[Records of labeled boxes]
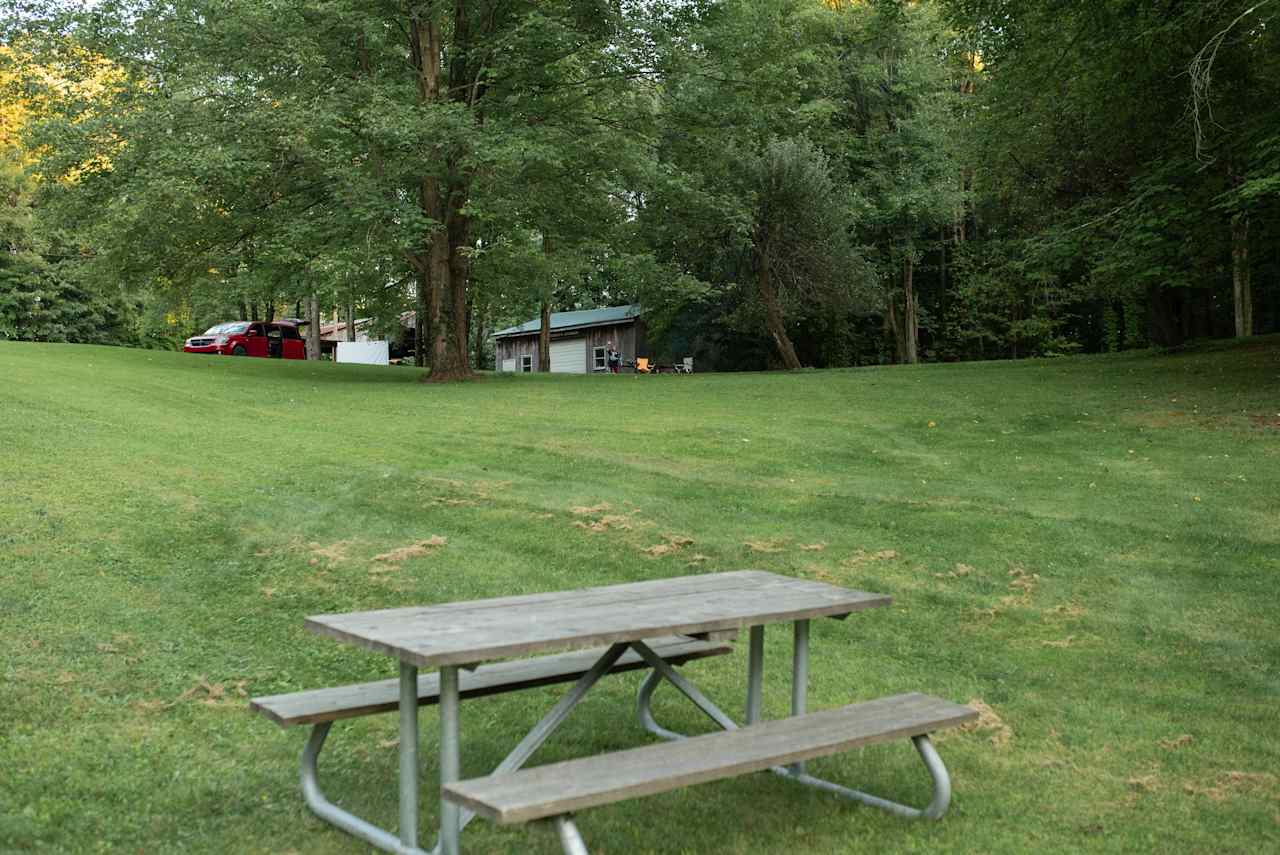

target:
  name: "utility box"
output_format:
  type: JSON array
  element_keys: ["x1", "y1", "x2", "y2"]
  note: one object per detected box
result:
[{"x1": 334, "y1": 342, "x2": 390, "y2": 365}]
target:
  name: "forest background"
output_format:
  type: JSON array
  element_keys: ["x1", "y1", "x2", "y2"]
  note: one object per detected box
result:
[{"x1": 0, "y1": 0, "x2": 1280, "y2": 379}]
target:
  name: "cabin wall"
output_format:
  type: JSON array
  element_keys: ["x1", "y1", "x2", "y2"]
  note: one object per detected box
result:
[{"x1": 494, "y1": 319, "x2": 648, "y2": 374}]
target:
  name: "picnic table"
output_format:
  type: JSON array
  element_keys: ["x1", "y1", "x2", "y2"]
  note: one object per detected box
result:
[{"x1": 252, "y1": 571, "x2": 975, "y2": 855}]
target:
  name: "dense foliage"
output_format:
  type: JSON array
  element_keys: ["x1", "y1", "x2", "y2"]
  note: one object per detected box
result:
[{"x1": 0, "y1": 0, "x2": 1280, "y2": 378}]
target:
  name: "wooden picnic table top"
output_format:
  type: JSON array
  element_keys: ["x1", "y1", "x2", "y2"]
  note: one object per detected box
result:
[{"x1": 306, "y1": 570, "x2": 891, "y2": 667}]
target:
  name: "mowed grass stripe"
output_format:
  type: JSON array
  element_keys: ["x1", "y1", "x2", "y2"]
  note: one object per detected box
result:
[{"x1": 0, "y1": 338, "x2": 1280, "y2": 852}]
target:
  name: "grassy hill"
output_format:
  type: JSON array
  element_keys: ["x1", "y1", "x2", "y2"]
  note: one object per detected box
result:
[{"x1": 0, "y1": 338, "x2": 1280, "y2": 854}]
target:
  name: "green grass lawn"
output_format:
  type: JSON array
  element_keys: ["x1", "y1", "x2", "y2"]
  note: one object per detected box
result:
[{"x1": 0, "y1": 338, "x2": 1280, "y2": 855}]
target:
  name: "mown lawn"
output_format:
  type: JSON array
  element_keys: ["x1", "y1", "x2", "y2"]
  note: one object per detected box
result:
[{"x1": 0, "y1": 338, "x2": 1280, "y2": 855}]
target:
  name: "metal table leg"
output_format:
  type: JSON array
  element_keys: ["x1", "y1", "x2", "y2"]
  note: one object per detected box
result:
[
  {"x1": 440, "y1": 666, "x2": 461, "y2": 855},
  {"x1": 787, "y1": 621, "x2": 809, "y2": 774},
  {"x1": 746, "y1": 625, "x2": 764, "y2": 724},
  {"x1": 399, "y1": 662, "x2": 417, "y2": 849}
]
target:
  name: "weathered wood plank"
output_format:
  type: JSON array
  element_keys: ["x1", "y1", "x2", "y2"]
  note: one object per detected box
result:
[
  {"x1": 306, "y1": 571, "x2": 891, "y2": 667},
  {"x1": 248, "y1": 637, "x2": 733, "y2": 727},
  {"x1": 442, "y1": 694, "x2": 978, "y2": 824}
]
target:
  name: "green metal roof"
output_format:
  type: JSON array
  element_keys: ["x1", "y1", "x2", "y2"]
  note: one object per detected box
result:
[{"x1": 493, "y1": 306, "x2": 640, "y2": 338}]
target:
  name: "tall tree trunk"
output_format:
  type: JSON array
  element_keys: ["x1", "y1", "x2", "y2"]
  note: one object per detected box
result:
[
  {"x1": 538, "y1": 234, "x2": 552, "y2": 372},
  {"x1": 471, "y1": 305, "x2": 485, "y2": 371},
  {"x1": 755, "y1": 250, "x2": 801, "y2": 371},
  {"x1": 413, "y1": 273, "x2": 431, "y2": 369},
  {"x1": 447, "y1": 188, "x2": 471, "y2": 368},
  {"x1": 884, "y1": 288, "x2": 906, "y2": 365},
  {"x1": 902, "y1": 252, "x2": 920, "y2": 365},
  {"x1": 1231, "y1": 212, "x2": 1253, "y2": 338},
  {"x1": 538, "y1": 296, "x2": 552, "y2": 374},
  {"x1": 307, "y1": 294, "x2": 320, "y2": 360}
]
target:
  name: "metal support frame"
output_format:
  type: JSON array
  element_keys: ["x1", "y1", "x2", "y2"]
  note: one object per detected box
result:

**SET TASK**. How many lines of the records above contain the word "metal"? Reply with the number only.

**FINISHED TASK**. 3